[BEGIN Provided records]

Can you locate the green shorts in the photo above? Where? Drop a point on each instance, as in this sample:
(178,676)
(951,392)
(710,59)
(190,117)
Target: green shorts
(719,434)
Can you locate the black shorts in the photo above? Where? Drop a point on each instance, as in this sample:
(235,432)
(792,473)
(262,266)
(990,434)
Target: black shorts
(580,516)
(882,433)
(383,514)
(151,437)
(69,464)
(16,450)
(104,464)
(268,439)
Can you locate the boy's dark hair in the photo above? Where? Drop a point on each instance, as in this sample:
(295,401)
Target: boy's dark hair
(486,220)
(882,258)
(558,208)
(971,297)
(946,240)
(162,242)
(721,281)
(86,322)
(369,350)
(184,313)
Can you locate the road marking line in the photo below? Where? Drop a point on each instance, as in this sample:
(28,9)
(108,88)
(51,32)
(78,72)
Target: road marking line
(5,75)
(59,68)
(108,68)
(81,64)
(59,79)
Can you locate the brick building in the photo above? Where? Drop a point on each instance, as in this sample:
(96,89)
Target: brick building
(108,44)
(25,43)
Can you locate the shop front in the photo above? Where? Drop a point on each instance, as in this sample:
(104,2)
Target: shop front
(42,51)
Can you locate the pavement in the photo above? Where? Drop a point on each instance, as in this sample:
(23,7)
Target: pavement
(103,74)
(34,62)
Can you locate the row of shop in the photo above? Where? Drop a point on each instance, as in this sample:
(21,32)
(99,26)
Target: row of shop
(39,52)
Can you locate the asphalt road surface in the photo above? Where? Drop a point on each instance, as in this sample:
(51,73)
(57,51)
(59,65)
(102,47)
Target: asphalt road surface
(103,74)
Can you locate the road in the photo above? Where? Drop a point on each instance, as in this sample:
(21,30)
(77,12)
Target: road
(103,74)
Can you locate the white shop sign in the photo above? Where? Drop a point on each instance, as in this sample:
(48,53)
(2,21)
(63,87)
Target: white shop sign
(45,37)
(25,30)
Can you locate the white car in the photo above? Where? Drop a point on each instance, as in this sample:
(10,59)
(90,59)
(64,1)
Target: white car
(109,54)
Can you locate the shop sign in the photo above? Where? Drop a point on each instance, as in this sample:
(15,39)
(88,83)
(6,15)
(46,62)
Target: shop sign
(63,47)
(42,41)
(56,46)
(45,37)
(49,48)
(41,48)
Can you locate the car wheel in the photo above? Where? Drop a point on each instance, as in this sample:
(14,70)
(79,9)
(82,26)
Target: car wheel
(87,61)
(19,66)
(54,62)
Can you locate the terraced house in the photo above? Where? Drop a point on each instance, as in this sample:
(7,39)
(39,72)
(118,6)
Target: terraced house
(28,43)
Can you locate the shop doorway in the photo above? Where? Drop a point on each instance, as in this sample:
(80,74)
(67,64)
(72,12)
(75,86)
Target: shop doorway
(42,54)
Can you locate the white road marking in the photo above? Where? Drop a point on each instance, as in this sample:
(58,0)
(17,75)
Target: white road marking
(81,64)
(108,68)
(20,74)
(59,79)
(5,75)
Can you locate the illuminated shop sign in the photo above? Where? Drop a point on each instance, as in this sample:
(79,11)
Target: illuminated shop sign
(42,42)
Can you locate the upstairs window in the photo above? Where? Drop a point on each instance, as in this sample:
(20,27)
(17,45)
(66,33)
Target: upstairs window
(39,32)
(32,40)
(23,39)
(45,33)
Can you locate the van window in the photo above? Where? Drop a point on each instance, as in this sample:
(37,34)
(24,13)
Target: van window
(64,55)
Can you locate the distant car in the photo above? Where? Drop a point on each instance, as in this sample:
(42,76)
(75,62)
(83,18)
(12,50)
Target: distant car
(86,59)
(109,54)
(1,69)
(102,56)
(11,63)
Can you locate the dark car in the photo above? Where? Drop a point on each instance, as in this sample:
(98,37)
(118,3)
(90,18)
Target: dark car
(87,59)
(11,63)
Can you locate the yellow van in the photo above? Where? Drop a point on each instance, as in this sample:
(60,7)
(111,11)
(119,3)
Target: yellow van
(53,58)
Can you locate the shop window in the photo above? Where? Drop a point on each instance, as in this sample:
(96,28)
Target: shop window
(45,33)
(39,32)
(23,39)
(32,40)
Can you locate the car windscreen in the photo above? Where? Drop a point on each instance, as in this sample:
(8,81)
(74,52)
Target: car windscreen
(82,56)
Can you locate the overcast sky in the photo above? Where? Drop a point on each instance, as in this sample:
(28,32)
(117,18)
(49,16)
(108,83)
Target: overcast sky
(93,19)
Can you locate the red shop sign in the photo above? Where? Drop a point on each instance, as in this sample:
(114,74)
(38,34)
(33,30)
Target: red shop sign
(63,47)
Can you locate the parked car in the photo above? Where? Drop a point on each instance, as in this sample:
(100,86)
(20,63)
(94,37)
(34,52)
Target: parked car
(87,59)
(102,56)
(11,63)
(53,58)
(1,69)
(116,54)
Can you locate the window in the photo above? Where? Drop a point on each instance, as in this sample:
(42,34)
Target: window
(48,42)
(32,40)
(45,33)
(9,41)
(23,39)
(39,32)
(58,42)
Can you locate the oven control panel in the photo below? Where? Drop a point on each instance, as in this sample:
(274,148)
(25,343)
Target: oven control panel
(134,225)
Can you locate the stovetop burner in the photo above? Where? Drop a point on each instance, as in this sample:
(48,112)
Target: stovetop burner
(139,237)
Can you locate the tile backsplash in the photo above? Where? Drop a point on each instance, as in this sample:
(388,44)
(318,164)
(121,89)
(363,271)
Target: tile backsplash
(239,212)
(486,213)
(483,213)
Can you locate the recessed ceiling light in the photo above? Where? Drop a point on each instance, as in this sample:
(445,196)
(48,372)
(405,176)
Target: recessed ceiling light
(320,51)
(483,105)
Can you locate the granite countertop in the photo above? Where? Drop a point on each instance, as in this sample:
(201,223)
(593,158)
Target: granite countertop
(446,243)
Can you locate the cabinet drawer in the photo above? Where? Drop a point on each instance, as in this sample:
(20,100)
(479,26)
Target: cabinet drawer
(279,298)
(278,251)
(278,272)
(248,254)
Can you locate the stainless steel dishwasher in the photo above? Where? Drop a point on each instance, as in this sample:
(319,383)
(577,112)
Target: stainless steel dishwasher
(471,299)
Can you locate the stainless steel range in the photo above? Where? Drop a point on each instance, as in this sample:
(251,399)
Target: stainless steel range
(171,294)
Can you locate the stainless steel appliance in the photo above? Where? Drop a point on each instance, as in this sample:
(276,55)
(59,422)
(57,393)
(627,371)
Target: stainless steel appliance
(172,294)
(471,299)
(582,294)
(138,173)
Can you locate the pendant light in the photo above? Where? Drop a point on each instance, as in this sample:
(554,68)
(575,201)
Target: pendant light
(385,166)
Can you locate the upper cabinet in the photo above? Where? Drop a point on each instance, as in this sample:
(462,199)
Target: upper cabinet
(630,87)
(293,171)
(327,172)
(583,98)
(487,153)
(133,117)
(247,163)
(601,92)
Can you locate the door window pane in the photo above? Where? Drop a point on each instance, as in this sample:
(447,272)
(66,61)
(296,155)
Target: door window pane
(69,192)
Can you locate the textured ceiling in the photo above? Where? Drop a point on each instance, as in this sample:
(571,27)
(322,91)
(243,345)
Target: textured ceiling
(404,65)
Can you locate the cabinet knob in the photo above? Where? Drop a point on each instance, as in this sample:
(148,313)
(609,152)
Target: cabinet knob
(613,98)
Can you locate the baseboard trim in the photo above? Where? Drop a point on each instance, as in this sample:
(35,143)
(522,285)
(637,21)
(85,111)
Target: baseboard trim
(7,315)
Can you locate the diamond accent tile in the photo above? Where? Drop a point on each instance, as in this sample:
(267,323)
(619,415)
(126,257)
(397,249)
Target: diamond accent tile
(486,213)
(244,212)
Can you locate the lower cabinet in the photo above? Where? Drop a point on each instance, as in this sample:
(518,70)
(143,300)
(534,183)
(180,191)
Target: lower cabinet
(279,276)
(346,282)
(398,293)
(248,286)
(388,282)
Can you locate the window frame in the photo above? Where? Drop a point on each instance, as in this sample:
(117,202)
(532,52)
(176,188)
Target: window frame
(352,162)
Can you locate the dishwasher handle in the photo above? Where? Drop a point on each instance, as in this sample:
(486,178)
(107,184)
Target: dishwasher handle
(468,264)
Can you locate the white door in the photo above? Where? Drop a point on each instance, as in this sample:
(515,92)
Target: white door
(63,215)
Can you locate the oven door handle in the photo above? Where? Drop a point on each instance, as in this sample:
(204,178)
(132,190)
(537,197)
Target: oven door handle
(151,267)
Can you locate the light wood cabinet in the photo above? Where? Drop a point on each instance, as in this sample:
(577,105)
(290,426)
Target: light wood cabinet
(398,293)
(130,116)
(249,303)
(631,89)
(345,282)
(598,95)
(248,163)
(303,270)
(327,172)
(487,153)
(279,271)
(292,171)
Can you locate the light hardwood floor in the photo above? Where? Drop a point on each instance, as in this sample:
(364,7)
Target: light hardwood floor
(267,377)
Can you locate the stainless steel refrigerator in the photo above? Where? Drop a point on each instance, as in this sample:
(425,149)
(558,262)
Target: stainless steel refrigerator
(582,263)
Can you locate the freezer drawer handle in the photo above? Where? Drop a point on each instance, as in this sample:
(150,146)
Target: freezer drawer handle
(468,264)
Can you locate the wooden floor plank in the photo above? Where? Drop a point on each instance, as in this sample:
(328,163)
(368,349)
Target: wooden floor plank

[END Provided records]

(Your objective)
Extract every line from the one containing "Can you locate the window frame" to the end of the entries, including both of those lines, exactly as given and with nothing added.

(Solved problem)
Can you locate the window frame in the photo above? Where? Drop a point on each instance, as in this sample:
(117,202)
(532,52)
(176,188)
Target: window frame
(352,162)
Can you locate the dishwasher handle in the photo above? Where? Drop a point on each instance, as in this sample:
(486,178)
(107,184)
Target: dishwasher handle
(468,264)
Can you locate the white door in the photo above? Where? Drop a point on each instance, as in this sample:
(515,92)
Target: white door
(63,215)
Can you locate the oven door handle in the photo above? Where? Drop a point on each instance, as in this sample:
(204,178)
(132,190)
(537,197)
Target: oven door handle
(151,267)
Can you locate the light wood cabinet in the photo above? Where? Drop a point on each instance, as in this sample:
(577,105)
(290,426)
Target: light wood cabinet
(398,293)
(130,116)
(249,303)
(631,89)
(345,282)
(598,95)
(248,163)
(303,270)
(327,172)
(487,153)
(279,271)
(292,171)
Can you locate the light hardwood floor in the photo above? Where? Drop a point on each instance, as in this sample:
(364,7)
Target: light hardwood floor
(267,377)
Can you locate the stainless steel refrigerator in the photo above? Where? Drop a point on each instance, as in this sample:
(425,149)
(558,262)
Target: stainless steel refrigerator
(582,263)
Can you locate the freezer drawer handle in the photo above? Where? Drop a point on each instance, as in this sample:
(150,146)
Target: freezer drawer handle
(468,264)
Can you locate the wooden floor plank in the photo above? Where? Drop a point on each instance, as in this sample:
(328,163)
(368,349)
Target: wooden floor plank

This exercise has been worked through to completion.